Task directions: Copy out the data below line for line, keeping every character unchanged.

════════════════

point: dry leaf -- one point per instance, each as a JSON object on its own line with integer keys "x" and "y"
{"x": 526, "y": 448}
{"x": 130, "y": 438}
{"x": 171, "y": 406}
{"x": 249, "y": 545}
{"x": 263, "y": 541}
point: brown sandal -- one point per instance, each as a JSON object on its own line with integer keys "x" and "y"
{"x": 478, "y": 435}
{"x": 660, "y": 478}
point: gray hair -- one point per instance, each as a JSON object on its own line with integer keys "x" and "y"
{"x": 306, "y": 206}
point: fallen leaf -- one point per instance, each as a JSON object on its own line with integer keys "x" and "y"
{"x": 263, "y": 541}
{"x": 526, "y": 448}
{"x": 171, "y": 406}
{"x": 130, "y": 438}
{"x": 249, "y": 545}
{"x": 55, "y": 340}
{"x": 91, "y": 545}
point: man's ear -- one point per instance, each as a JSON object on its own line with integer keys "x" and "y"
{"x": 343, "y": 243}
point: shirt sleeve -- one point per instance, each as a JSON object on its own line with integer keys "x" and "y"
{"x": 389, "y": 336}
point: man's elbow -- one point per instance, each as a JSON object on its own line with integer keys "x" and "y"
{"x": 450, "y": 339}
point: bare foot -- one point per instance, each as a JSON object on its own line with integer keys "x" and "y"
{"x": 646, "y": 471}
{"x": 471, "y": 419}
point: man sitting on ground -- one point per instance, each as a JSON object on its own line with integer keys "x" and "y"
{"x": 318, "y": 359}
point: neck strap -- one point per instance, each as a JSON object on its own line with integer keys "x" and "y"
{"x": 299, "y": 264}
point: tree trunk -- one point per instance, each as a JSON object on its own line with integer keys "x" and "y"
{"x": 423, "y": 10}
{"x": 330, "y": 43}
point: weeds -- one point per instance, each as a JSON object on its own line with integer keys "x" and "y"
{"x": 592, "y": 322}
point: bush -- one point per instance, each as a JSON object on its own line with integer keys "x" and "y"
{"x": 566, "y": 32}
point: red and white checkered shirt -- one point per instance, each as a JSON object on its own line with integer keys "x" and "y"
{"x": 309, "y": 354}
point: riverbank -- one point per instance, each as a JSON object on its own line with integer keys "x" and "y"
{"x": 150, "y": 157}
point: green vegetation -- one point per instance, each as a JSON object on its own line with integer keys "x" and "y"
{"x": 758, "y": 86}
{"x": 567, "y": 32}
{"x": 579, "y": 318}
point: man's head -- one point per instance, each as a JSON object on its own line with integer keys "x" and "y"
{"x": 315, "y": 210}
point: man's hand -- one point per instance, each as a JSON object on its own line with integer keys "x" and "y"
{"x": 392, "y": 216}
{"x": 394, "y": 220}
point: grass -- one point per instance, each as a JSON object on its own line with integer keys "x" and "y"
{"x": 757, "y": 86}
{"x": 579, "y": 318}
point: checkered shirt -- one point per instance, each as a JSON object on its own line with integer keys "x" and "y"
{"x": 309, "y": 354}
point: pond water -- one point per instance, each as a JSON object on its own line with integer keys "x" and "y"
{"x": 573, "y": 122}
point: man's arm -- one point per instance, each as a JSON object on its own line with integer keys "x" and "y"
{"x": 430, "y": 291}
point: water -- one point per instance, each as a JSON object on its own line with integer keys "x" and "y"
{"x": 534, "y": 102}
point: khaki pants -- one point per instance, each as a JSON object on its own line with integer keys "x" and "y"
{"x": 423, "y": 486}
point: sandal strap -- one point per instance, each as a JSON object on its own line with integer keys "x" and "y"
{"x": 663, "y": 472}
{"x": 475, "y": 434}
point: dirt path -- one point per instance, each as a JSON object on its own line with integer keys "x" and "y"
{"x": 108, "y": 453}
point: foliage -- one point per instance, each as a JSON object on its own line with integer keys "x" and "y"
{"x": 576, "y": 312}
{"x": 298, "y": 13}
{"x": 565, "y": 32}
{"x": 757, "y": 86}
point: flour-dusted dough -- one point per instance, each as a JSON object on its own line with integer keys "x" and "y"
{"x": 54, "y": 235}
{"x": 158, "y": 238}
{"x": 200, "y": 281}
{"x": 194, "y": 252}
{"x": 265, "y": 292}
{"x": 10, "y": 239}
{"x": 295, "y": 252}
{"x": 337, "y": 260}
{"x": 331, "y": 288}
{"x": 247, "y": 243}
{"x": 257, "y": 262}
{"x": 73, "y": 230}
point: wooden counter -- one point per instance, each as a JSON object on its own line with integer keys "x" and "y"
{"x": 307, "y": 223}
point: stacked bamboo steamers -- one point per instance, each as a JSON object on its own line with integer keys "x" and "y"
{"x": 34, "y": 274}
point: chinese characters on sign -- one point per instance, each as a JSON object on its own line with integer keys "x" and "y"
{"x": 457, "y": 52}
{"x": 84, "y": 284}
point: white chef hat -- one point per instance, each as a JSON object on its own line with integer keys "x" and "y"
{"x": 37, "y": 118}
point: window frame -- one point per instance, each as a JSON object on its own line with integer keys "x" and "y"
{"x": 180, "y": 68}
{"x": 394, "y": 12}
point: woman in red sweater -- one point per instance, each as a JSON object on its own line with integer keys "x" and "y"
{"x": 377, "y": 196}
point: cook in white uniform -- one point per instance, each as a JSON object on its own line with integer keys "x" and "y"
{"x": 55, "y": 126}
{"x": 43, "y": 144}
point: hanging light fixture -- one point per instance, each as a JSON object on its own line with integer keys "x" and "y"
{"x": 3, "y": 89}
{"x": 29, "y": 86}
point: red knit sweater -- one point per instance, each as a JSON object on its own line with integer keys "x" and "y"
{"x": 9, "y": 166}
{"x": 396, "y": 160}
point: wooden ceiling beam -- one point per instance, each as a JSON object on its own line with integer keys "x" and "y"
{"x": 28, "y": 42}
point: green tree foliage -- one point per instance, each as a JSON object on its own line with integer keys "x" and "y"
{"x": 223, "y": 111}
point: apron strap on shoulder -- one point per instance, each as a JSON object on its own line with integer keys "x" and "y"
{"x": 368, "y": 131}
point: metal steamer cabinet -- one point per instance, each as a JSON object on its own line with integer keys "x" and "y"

════════════════

The result:
point: dry leaf -- one point per instance, each as a JSON object on its own line with integer keys "x" and "y"
{"x": 526, "y": 448}
{"x": 130, "y": 438}
{"x": 171, "y": 406}
{"x": 249, "y": 545}
{"x": 263, "y": 541}
point: brown sandal -- one point per instance, each as a JSON object on its own line with integer keys "x" and "y"
{"x": 478, "y": 435}
{"x": 660, "y": 478}
point: gray hair -- one point per instance, each as a JSON object on its own line with integer keys "x" and "y"
{"x": 306, "y": 206}
point: fallen leaf -- one point per instance, each as a JSON object on its own line with integer keys "x" and "y"
{"x": 263, "y": 541}
{"x": 526, "y": 448}
{"x": 171, "y": 406}
{"x": 130, "y": 438}
{"x": 249, "y": 545}
{"x": 55, "y": 340}
{"x": 91, "y": 545}
point: man's ear -- one point per instance, each as a JSON object on its own line with integer keys "x" and "y"
{"x": 343, "y": 243}
point: shirt sleeve -- one point per instance, each as a JSON object on its own line with integer keys "x" and "y"
{"x": 389, "y": 336}
point: man's elbow -- one point per instance, each as a JSON object on its own line with integer keys "x" and "y"
{"x": 450, "y": 339}
point: bare foot -- one point per instance, each as a JSON object on its own line with integer keys "x" and "y"
{"x": 646, "y": 471}
{"x": 471, "y": 419}
point: man sitting on ground -- one point per instance, each as a JSON object on its own line with integer keys "x" and "y"
{"x": 318, "y": 359}
point: neck strap -- one point per instance, each as a JSON object on its own line with integer keys "x" and "y"
{"x": 299, "y": 264}
point: tree trunk -- one point per instance, each as a JSON object on its own line with integer keys "x" and "y"
{"x": 423, "y": 10}
{"x": 330, "y": 43}
point: weeds -- one point per instance, each as a JSON object on its own line with integer keys "x" and "y"
{"x": 592, "y": 322}
point: bush -- one point per instance, each as a JSON object on its own line with integer keys "x" and "y"
{"x": 566, "y": 32}
point: red and white checkered shirt -- one point per instance, each as a JSON object on its own line with integer keys "x" and "y"
{"x": 309, "y": 354}
point: riverbank -- one point per instance, each as a JSON object on its own line with integer keys "x" and "y"
{"x": 150, "y": 157}
point: green vegetation -- one point per instance, each as a JSON object on its own line with integer keys "x" and "y"
{"x": 758, "y": 86}
{"x": 567, "y": 32}
{"x": 579, "y": 318}
point: man's head -- one point per instance, each as a JSON object on its own line with integer keys "x" and "y"
{"x": 315, "y": 210}
point: man's hand -- one point per instance, each as a JSON object on its own line with integer keys "x" and "y"
{"x": 392, "y": 216}
{"x": 394, "y": 220}
point: grass -- one point per instance, each as a JSON object on its own line with integer keys "x" and "y"
{"x": 757, "y": 86}
{"x": 579, "y": 318}
point: checkered shirt -- one point per instance, each as a JSON object on its own line with integer keys "x" and "y"
{"x": 309, "y": 354}
point: pond water -- one point per instance, each as a JSON object on its own line with integer keys "x" and "y"
{"x": 573, "y": 122}
point: man's arm -- one point per instance, each as a JSON object on its own line with integer keys "x" and "y"
{"x": 430, "y": 291}
point: water -- one point per instance, each as a JSON object on its own line with integer keys "x" and "y"
{"x": 534, "y": 102}
point: khaki pants -- one point per instance, each as a JSON object on its own line with integer keys "x" and "y"
{"x": 423, "y": 486}
point: sandal strap -- one point per instance, each as a JSON object on its own line with integer keys "x" and "y"
{"x": 663, "y": 472}
{"x": 475, "y": 434}
point: dirt path -- one point per instance, each as a JSON object on its own line with integer keys "x" and "y"
{"x": 108, "y": 453}
point: foliage -- one point per instance, each as a JSON object on its own line with integer keys "x" and "y"
{"x": 576, "y": 312}
{"x": 298, "y": 13}
{"x": 565, "y": 32}
{"x": 757, "y": 86}
point: flour-dusted dough -- one point per instance, each as a JSON object on its own line with integer keys "x" and "y"
{"x": 54, "y": 235}
{"x": 158, "y": 238}
{"x": 200, "y": 281}
{"x": 194, "y": 252}
{"x": 265, "y": 292}
{"x": 10, "y": 239}
{"x": 295, "y": 252}
{"x": 337, "y": 260}
{"x": 331, "y": 288}
{"x": 247, "y": 243}
{"x": 257, "y": 262}
{"x": 73, "y": 230}
point: wooden counter -- one point per instance, each as a JSON object on its own line with integer keys "x" and "y"
{"x": 307, "y": 223}
point: stacked bamboo steamers -- one point per instance, each as a JSON object on its own line with integer keys "x" and "y"
{"x": 34, "y": 274}
point: chinese characters on sign -- one point per instance, each as a JSON object on its own line with integer keys "x" and "y"
{"x": 457, "y": 52}
{"x": 84, "y": 284}
point: white chef hat -- one point per instance, each as a JSON object on its own line with integer keys "x" and "y"
{"x": 37, "y": 118}
point: window frame -- one point per instance, each as a JSON object on its own line with integer keys "x" and "y"
{"x": 180, "y": 68}
{"x": 394, "y": 12}
point: woman in red sweater -- one point per instance, each as a JSON object on its own line with integer keys "x" and "y"
{"x": 377, "y": 196}
point: cook in white uniform -- one point per instance, each as a JSON object on its own line with integer keys "x" and "y"
{"x": 55, "y": 126}
{"x": 43, "y": 144}
point: hanging light fixture -- one point per instance, each as a JSON object on its own line with integer keys "x" and "y"
{"x": 3, "y": 89}
{"x": 29, "y": 86}
point: red knit sweater -- one point per instance, each as a JSON object on its own line with integer keys "x" and "y"
{"x": 9, "y": 166}
{"x": 396, "y": 160}
point: wooden ceiling beam -- one point per instance, each as a JSON object on its own line with integer keys "x" and "y"
{"x": 28, "y": 42}
point: green tree foliage -- one point per instance, each as a JSON object on its own line with integer keys "x" and "y"
{"x": 223, "y": 111}
point: apron strap on shoulder -- one point per instance, each as a JSON object on its own line with integer keys "x" and "y"
{"x": 368, "y": 131}
point: metal steamer cabinet -- one point per instance, each as a JSON object on its own line with integer keys "x" and "y"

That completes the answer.